• **Task description**
Only the lines holding the string "below" are needed; copy each of them from the data.

***** Provided data *****

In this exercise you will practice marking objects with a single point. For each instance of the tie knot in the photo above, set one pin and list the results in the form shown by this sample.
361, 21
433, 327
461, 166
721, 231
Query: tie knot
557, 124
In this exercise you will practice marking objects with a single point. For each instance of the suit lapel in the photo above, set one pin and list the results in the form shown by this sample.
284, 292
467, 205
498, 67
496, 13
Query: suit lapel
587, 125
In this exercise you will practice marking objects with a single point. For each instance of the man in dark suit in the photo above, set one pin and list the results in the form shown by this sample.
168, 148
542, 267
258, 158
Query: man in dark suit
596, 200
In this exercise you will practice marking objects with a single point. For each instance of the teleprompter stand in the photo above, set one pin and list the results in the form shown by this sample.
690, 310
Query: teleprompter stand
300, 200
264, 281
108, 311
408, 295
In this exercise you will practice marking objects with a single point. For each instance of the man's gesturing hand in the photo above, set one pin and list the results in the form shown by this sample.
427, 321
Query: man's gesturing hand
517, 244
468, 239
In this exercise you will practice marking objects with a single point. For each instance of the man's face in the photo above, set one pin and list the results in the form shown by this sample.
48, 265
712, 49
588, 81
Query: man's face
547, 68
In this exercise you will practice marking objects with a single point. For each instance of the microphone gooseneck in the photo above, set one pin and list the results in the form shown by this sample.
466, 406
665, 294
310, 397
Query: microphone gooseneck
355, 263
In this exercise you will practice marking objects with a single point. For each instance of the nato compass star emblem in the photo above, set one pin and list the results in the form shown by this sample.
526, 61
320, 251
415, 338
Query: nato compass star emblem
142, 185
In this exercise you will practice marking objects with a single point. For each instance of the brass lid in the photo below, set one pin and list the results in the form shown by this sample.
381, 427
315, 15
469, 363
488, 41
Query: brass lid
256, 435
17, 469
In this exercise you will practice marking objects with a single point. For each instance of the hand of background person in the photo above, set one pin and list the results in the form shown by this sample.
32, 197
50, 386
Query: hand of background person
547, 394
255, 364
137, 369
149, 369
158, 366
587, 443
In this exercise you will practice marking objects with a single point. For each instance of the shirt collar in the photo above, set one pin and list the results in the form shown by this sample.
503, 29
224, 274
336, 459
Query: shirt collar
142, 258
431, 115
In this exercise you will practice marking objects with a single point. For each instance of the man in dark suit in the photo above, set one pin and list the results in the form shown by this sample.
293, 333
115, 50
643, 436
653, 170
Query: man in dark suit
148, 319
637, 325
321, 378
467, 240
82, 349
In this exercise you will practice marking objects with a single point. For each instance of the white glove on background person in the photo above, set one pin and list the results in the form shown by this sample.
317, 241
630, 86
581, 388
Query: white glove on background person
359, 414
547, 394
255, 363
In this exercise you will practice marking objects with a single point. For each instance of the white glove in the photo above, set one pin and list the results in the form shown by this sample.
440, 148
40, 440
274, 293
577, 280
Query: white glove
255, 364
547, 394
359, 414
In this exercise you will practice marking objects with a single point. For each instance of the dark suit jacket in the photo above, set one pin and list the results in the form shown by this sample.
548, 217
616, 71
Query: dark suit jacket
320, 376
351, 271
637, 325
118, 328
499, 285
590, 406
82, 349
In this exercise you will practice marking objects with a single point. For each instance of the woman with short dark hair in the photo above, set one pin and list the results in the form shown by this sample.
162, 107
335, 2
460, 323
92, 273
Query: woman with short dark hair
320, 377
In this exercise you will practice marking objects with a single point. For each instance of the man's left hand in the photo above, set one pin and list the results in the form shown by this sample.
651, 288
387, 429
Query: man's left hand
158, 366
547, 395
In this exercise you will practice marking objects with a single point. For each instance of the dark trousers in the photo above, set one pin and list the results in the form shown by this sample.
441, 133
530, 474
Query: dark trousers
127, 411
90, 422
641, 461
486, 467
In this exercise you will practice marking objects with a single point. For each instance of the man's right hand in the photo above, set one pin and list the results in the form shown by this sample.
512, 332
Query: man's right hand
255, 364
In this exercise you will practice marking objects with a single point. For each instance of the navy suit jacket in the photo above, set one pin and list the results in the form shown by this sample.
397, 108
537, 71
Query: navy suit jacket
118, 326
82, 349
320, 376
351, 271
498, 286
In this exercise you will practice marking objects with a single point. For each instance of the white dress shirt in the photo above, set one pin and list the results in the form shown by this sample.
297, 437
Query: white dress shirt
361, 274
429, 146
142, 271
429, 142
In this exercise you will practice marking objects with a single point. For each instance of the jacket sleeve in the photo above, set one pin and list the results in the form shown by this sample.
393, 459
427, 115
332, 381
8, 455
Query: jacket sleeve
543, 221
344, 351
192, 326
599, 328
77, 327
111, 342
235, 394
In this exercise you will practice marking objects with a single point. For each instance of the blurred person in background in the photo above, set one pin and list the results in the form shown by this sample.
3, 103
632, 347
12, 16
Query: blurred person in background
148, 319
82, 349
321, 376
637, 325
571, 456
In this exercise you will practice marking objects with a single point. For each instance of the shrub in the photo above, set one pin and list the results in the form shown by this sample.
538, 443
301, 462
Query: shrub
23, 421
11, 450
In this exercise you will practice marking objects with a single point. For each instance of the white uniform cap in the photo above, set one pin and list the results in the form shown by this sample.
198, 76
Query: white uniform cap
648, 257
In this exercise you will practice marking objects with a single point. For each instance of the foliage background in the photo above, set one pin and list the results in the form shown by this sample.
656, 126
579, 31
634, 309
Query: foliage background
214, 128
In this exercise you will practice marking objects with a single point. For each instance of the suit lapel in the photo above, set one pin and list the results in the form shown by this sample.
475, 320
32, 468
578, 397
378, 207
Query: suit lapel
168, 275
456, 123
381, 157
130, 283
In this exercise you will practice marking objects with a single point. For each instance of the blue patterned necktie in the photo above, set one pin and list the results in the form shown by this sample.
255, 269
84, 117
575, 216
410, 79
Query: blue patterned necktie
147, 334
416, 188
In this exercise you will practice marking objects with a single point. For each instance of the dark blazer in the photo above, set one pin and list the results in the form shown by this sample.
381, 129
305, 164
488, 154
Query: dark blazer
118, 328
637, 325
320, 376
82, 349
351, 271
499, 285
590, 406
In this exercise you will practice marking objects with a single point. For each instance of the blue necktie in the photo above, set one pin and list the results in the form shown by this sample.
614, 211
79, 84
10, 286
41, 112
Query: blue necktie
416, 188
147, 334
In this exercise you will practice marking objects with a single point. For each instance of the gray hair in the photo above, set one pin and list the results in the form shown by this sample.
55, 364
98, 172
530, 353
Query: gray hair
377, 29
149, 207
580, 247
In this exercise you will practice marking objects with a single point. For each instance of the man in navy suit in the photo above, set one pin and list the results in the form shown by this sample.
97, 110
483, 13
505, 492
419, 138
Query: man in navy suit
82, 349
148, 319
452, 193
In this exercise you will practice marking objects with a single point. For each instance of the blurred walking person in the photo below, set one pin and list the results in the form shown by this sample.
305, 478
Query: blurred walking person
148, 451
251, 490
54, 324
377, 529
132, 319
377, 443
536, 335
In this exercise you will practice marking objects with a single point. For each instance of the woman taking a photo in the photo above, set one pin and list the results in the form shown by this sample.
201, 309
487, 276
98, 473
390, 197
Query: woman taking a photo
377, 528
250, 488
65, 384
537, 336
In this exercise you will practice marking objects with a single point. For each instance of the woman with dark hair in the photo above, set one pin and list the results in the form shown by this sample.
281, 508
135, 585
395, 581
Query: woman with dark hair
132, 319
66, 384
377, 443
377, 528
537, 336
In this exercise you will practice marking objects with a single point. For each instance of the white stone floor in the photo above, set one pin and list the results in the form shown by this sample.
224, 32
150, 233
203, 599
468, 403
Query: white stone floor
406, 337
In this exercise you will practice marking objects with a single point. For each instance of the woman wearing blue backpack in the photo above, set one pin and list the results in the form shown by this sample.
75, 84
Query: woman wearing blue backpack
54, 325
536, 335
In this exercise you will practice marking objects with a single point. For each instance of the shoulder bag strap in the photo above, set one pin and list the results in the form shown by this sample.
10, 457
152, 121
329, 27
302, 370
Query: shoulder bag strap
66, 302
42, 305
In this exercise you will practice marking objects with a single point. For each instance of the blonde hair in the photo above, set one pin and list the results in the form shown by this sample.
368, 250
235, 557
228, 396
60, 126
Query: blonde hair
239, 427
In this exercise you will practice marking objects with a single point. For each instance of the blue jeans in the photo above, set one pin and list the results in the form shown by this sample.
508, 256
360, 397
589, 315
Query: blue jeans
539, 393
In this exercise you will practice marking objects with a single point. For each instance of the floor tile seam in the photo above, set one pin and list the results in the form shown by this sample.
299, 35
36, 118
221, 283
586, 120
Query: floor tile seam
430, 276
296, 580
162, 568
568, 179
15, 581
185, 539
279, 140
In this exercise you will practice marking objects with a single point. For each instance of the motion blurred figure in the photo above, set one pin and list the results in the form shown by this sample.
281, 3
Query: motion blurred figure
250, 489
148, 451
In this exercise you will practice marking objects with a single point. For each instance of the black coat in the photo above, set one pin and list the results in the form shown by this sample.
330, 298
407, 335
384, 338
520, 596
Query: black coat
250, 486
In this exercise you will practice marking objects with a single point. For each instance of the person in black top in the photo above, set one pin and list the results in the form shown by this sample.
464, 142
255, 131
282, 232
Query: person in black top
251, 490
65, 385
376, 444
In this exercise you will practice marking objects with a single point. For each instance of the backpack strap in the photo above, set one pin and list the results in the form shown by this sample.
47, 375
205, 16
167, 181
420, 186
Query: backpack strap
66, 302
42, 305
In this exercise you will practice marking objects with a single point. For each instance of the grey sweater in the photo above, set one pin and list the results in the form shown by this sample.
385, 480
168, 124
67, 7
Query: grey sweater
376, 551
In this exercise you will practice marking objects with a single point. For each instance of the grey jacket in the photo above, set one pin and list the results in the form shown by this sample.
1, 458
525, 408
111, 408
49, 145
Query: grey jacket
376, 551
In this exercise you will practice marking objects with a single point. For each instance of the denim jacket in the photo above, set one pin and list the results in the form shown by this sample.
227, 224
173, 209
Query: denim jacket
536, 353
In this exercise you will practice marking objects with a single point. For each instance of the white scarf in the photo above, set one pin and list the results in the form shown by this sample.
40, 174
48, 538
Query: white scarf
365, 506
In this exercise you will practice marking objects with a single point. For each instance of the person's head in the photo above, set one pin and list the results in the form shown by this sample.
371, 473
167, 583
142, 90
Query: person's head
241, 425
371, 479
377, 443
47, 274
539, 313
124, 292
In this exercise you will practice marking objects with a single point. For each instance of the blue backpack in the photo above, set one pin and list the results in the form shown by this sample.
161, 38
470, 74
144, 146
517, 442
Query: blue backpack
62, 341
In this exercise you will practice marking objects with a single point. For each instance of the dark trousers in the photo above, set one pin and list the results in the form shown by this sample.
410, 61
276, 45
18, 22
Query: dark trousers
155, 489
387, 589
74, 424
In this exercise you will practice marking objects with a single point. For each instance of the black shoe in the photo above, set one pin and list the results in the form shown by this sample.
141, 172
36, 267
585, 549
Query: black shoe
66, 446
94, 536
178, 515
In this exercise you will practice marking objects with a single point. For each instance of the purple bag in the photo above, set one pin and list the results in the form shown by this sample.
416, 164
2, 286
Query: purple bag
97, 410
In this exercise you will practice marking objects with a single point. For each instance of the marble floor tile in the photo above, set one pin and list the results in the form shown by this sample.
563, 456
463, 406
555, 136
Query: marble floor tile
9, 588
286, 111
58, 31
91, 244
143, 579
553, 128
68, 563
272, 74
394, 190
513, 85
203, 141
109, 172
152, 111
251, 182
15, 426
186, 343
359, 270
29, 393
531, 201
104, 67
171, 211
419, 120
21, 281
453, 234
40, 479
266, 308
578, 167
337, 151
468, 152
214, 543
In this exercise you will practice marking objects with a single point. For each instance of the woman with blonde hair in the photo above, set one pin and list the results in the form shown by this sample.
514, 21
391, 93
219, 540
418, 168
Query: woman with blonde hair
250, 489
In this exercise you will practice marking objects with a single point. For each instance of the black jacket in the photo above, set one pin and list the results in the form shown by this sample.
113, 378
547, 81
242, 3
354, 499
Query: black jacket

*****

• **Task output**
In this exercise you will practice marking objects with a single point. For each instance of the brass lid in the photo below, set one pin and list the results in the form shown by this sample.
In this exercise you will practice marking objects with a single point. For each instance of the blurred walking person in the photo below, set one pin and list the results in the form shown by this sample.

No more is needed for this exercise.